Trecho fornecido:
<<<<
Habituadas com a exposição ao público, essas artistas lidam com facilidade com a câmera e a todo tempo buscam seduzir, chocar ou surpreender. Sempre desconcertantes, as Divinas Divas sabem rir de si mesmas, divertindo e provocando seus espectadores.Quando jovens, Rogéria, Valéria, Jane Di Castro, Camille K, Fujica de Holliday, Eloína, Marquesa e Brigitte de Búzios aproximaram-se do universo artístico e do espetáculo. A princípio como maquiadores ou cabeleireiros, frequentavam a Cinelândia, onde aconteciam os primeiros shows em que homens cantavam e dançavam vestidos de mulher.  Não demorou para que entrassem em cena. Os teatros lotavam; os travestis representavam glamour, eram símbolo de liberdade e alvo de intensa curiosidade.


Num período em que a travesti francês Cococinelle tinha fama internacional, a ditadura brasileira proibia e perseguia homens que se vestiam de mulher. Apesar do contexto político, o sucesso alcançado nos espetáculos da Cinelândia rendeu convites para turnês em companhias internacionais e quase todas as Divas viveram longos períodos na Europa e EUA. Valéria (ou Valter Gonzalez) e Rogéria (ou Astolfo Barroso Pinto) foram as primeiras a sair do Brasil, seguidas pelo restante do grupo.
>>>>
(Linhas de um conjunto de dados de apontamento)
<<<<
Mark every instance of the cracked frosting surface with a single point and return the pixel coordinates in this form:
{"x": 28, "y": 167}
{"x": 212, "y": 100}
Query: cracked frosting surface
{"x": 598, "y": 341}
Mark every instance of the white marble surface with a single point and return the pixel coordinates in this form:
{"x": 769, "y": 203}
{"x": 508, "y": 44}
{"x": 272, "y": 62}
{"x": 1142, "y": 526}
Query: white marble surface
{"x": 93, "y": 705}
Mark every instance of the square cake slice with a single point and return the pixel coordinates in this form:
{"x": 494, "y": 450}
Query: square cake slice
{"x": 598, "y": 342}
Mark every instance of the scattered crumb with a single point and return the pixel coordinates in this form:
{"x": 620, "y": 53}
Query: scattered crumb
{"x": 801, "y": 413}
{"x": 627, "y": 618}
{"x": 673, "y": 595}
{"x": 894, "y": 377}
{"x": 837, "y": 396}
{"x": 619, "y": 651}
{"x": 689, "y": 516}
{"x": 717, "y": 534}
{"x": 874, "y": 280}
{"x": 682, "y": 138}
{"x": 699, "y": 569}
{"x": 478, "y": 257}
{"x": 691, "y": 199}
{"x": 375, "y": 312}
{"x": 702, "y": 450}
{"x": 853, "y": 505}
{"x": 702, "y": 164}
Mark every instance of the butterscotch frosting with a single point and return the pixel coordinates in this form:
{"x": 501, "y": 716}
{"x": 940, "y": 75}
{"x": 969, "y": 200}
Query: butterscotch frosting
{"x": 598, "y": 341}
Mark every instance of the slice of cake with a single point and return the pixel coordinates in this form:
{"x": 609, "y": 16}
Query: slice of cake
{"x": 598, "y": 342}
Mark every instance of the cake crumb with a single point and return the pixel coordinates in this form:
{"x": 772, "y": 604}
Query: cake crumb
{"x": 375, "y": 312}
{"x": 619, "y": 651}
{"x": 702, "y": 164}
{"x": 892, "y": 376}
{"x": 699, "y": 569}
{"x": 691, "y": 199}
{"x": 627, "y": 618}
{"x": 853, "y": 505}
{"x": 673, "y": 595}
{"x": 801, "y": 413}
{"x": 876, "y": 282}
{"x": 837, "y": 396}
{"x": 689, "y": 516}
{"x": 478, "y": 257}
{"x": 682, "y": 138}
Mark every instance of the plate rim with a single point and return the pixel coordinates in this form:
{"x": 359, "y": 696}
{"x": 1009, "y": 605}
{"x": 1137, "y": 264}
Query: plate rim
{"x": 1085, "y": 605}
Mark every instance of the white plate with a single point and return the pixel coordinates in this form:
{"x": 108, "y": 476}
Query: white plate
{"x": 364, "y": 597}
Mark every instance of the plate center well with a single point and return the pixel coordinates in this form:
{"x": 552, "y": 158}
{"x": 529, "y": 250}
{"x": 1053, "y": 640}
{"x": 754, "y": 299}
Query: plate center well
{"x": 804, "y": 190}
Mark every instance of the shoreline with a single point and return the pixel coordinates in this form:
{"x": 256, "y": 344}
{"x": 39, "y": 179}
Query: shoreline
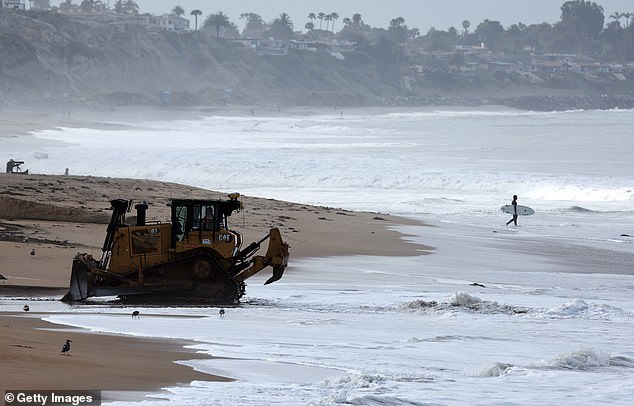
{"x": 32, "y": 359}
{"x": 60, "y": 215}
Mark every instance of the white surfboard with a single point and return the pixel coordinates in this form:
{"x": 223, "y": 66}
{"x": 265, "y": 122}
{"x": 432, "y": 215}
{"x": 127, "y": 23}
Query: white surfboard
{"x": 521, "y": 210}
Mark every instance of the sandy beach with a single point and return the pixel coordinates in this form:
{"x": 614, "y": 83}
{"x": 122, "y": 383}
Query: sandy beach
{"x": 57, "y": 216}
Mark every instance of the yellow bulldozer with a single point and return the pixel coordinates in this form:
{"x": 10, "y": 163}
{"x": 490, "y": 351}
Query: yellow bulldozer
{"x": 195, "y": 258}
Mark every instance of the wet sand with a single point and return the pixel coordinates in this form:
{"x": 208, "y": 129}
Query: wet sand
{"x": 55, "y": 216}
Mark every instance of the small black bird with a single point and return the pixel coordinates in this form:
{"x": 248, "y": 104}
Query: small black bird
{"x": 66, "y": 347}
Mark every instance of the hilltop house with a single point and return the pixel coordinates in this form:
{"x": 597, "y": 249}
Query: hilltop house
{"x": 16, "y": 4}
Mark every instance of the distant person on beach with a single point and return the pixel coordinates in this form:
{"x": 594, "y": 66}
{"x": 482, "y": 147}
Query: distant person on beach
{"x": 514, "y": 219}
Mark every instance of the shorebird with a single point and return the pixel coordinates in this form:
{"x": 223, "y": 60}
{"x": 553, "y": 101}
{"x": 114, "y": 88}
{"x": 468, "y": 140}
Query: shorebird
{"x": 66, "y": 347}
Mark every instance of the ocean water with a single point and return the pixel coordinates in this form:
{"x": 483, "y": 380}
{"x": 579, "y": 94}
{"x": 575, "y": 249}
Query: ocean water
{"x": 550, "y": 320}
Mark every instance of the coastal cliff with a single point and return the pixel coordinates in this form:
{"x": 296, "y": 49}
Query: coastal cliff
{"x": 52, "y": 60}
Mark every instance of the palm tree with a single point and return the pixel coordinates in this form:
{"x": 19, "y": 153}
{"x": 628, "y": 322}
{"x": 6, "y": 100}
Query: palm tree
{"x": 616, "y": 16}
{"x": 321, "y": 17}
{"x": 131, "y": 7}
{"x": 465, "y": 27}
{"x": 196, "y": 13}
{"x": 282, "y": 27}
{"x": 285, "y": 19}
{"x": 334, "y": 17}
{"x": 217, "y": 20}
{"x": 178, "y": 11}
{"x": 356, "y": 19}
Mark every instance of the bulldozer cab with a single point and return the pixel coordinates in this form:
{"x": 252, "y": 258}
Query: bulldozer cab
{"x": 204, "y": 223}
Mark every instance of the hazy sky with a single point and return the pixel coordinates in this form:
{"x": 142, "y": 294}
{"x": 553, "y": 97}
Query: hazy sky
{"x": 421, "y": 14}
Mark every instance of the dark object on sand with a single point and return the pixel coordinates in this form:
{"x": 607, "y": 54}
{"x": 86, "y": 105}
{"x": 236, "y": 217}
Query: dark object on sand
{"x": 14, "y": 167}
{"x": 66, "y": 347}
{"x": 196, "y": 258}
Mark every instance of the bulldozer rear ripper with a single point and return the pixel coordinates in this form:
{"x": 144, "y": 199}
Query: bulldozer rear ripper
{"x": 195, "y": 258}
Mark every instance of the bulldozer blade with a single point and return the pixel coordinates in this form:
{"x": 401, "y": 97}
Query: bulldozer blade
{"x": 78, "y": 282}
{"x": 278, "y": 272}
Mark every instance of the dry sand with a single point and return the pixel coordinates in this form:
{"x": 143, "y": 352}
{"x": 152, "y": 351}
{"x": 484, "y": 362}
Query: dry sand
{"x": 58, "y": 216}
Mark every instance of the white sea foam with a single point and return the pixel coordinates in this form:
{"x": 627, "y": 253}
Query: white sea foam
{"x": 550, "y": 320}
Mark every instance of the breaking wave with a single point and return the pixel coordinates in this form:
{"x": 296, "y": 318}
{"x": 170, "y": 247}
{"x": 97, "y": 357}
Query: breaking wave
{"x": 578, "y": 308}
{"x": 462, "y": 301}
{"x": 580, "y": 360}
{"x": 583, "y": 360}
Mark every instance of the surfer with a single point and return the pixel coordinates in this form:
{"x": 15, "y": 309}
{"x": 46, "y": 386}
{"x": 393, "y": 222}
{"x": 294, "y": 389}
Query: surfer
{"x": 514, "y": 219}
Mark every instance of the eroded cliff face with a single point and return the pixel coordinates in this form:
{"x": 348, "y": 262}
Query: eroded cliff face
{"x": 49, "y": 58}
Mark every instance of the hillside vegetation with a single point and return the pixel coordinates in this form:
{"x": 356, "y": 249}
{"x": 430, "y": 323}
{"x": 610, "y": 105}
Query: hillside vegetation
{"x": 48, "y": 59}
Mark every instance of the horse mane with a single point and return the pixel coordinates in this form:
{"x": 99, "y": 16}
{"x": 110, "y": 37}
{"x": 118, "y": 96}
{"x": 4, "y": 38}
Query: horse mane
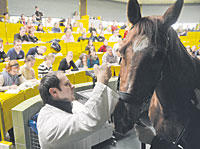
{"x": 149, "y": 27}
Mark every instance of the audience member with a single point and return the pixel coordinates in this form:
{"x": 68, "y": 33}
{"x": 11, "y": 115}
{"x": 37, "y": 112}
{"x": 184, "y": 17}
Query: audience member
{"x": 67, "y": 62}
{"x": 46, "y": 66}
{"x": 92, "y": 58}
{"x": 67, "y": 27}
{"x": 3, "y": 56}
{"x": 109, "y": 57}
{"x": 108, "y": 30}
{"x": 92, "y": 28}
{"x": 115, "y": 37}
{"x": 68, "y": 37}
{"x": 31, "y": 36}
{"x": 37, "y": 51}
{"x": 27, "y": 69}
{"x": 21, "y": 35}
{"x": 94, "y": 37}
{"x": 16, "y": 52}
{"x": 90, "y": 45}
{"x": 33, "y": 20}
{"x": 22, "y": 19}
{"x": 38, "y": 14}
{"x": 56, "y": 28}
{"x": 6, "y": 17}
{"x": 40, "y": 28}
{"x": 81, "y": 29}
{"x": 101, "y": 37}
{"x": 83, "y": 37}
{"x": 114, "y": 26}
{"x": 82, "y": 61}
{"x": 104, "y": 46}
{"x": 49, "y": 22}
{"x": 76, "y": 16}
{"x": 29, "y": 25}
{"x": 100, "y": 29}
{"x": 10, "y": 77}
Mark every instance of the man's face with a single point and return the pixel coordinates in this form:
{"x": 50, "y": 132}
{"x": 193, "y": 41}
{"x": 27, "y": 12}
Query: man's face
{"x": 22, "y": 32}
{"x": 67, "y": 89}
{"x": 14, "y": 70}
{"x": 1, "y": 45}
{"x": 109, "y": 50}
{"x": 18, "y": 46}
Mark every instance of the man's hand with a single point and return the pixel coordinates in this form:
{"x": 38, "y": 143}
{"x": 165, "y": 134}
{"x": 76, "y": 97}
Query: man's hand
{"x": 103, "y": 73}
{"x": 145, "y": 134}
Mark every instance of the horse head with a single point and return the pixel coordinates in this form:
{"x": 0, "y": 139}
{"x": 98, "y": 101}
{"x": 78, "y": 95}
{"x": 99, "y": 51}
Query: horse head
{"x": 143, "y": 54}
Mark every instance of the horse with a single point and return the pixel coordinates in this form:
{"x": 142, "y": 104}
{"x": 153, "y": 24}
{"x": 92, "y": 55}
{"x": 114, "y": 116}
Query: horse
{"x": 157, "y": 68}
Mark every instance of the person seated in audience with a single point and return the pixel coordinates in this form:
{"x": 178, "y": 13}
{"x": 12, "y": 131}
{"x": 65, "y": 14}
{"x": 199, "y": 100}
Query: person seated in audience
{"x": 81, "y": 29}
{"x": 108, "y": 30}
{"x": 21, "y": 35}
{"x": 29, "y": 25}
{"x": 10, "y": 78}
{"x": 101, "y": 37}
{"x": 69, "y": 23}
{"x": 27, "y": 69}
{"x": 67, "y": 62}
{"x": 104, "y": 46}
{"x": 48, "y": 22}
{"x": 62, "y": 22}
{"x": 114, "y": 26}
{"x": 16, "y": 52}
{"x": 33, "y": 20}
{"x": 115, "y": 37}
{"x": 31, "y": 36}
{"x": 94, "y": 37}
{"x": 82, "y": 61}
{"x": 37, "y": 51}
{"x": 68, "y": 37}
{"x": 22, "y": 19}
{"x": 189, "y": 50}
{"x": 40, "y": 28}
{"x": 3, "y": 56}
{"x": 92, "y": 28}
{"x": 83, "y": 37}
{"x": 67, "y": 27}
{"x": 92, "y": 58}
{"x": 100, "y": 29}
{"x": 46, "y": 66}
{"x": 56, "y": 28}
{"x": 90, "y": 45}
{"x": 109, "y": 57}
{"x": 38, "y": 14}
{"x": 75, "y": 16}
{"x": 6, "y": 17}
{"x": 124, "y": 26}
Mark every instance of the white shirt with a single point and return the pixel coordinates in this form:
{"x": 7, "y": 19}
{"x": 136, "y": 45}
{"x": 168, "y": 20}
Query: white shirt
{"x": 58, "y": 129}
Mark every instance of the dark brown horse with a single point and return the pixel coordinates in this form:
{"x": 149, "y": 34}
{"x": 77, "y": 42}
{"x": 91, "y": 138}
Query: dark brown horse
{"x": 156, "y": 66}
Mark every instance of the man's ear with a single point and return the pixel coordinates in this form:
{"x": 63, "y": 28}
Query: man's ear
{"x": 53, "y": 92}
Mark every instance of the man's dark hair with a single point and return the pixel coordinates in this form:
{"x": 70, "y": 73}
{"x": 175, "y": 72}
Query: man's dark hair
{"x": 48, "y": 81}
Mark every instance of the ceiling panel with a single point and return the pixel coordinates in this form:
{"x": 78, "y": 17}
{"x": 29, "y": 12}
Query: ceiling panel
{"x": 160, "y": 1}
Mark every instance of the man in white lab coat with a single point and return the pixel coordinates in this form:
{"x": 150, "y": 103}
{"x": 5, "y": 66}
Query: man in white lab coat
{"x": 58, "y": 126}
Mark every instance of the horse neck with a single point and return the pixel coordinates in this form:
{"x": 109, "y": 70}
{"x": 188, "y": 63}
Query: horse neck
{"x": 181, "y": 64}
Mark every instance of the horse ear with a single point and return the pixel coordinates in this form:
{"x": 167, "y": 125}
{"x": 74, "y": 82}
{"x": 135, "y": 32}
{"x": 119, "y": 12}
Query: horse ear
{"x": 172, "y": 14}
{"x": 134, "y": 14}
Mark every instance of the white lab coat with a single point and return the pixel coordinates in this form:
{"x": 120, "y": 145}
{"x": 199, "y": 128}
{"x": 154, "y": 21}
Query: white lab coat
{"x": 60, "y": 130}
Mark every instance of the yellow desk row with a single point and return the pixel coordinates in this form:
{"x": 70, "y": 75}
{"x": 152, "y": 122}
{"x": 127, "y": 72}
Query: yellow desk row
{"x": 9, "y": 101}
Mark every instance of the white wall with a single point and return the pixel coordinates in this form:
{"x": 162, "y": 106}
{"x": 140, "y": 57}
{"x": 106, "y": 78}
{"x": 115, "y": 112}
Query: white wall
{"x": 109, "y": 10}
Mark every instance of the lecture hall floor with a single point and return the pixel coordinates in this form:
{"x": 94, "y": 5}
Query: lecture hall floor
{"x": 129, "y": 142}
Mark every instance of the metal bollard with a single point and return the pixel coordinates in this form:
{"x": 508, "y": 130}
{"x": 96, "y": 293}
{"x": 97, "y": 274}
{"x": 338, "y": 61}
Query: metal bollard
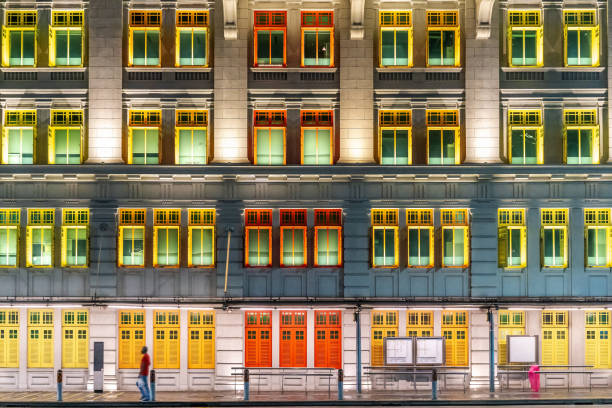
{"x": 340, "y": 384}
{"x": 152, "y": 385}
{"x": 246, "y": 384}
{"x": 434, "y": 384}
{"x": 59, "y": 385}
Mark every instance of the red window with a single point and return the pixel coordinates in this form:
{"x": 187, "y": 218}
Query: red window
{"x": 328, "y": 339}
{"x": 293, "y": 339}
{"x": 293, "y": 237}
{"x": 258, "y": 339}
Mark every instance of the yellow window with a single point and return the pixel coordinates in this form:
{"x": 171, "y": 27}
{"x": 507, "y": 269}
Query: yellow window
{"x": 419, "y": 323}
{"x": 166, "y": 343}
{"x": 9, "y": 338}
{"x": 39, "y": 237}
{"x": 131, "y": 237}
{"x": 75, "y": 237}
{"x": 131, "y": 337}
{"x": 555, "y": 339}
{"x": 19, "y": 38}
{"x": 395, "y": 39}
{"x": 201, "y": 353}
{"x": 511, "y": 238}
{"x": 19, "y": 137}
{"x": 40, "y": 338}
{"x": 420, "y": 238}
{"x": 525, "y": 137}
{"x": 455, "y": 331}
{"x": 385, "y": 239}
{"x": 202, "y": 238}
{"x": 597, "y": 339}
{"x": 455, "y": 238}
{"x": 192, "y": 38}
{"x": 581, "y": 38}
{"x": 9, "y": 237}
{"x": 166, "y": 237}
{"x": 525, "y": 38}
{"x": 384, "y": 324}
{"x": 553, "y": 237}
{"x": 580, "y": 136}
{"x": 75, "y": 339}
{"x": 510, "y": 324}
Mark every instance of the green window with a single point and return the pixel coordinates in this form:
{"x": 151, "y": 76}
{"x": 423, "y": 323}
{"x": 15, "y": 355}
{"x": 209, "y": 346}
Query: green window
{"x": 192, "y": 146}
{"x": 145, "y": 148}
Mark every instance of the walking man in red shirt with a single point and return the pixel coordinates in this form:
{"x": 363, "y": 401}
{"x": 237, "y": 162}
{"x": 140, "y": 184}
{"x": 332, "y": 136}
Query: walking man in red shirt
{"x": 143, "y": 376}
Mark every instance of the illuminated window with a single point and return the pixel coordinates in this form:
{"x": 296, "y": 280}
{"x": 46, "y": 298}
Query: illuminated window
{"x": 131, "y": 237}
{"x": 553, "y": 236}
{"x": 555, "y": 339}
{"x": 201, "y": 238}
{"x": 65, "y": 145}
{"x": 9, "y": 338}
{"x": 420, "y": 238}
{"x": 39, "y": 237}
{"x": 511, "y": 238}
{"x": 317, "y": 137}
{"x": 317, "y": 38}
{"x": 143, "y": 137}
{"x": 144, "y": 38}
{"x": 581, "y": 136}
{"x": 598, "y": 232}
{"x": 192, "y": 38}
{"x": 191, "y": 140}
{"x": 66, "y": 39}
{"x": 597, "y": 339}
{"x": 581, "y": 35}
{"x": 9, "y": 237}
{"x": 510, "y": 324}
{"x": 525, "y": 137}
{"x": 293, "y": 237}
{"x": 166, "y": 340}
{"x": 166, "y": 229}
{"x": 18, "y": 137}
{"x": 525, "y": 39}
{"x": 75, "y": 238}
{"x": 201, "y": 344}
{"x": 328, "y": 237}
{"x": 419, "y": 324}
{"x": 385, "y": 238}
{"x": 40, "y": 338}
{"x": 270, "y": 127}
{"x": 443, "y": 142}
{"x": 19, "y": 39}
{"x": 395, "y": 137}
{"x": 384, "y": 324}
{"x": 75, "y": 339}
{"x": 443, "y": 43}
{"x": 258, "y": 237}
{"x": 270, "y": 36}
{"x": 455, "y": 238}
{"x": 131, "y": 338}
{"x": 395, "y": 38}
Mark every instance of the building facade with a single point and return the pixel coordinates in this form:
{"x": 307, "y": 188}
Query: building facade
{"x": 252, "y": 184}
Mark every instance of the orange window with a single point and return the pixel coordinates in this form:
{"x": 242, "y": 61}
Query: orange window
{"x": 328, "y": 237}
{"x": 270, "y": 38}
{"x": 258, "y": 339}
{"x": 328, "y": 339}
{"x": 293, "y": 237}
{"x": 258, "y": 237}
{"x": 293, "y": 339}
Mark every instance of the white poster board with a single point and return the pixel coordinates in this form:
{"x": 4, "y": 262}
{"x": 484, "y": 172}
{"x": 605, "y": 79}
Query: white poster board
{"x": 522, "y": 349}
{"x": 430, "y": 351}
{"x": 398, "y": 350}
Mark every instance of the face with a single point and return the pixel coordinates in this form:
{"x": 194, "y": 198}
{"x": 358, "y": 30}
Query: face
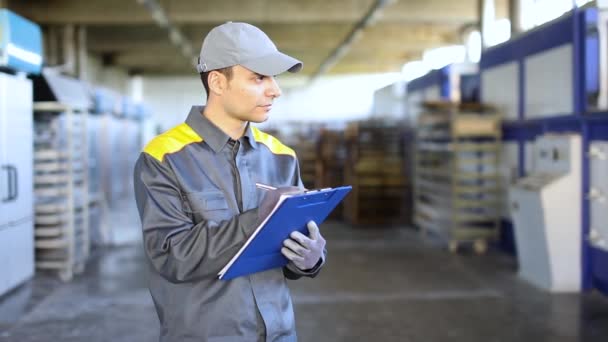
>>>>
No trecho sobre as Divinas Divas, transcreva tudo de "Num período em" até "restante do grupo." e substitua "Europa" por "Ásia". Estes itens foram retirados de outra fonte.

Resposta da tarefa:
Num período em que a travesti francês Cococinelle tinha fama internacional, a ditadura brasileira proibia e perseguia homens que se vestiam de mulher. Apesar do contexto político, o sucesso alcançado nos espetáculos da Cinelândia rendeu convites para turnês em companhias internacionais e quase todas as Divas viveram longos períodos na Ásia e EUA. Valéria (ou Valter Gonzalez) e Rogéria (ou Astolfo Barroso Pinto) foram as primeiras a sair do Brasil, seguidas pelo restante do grupo.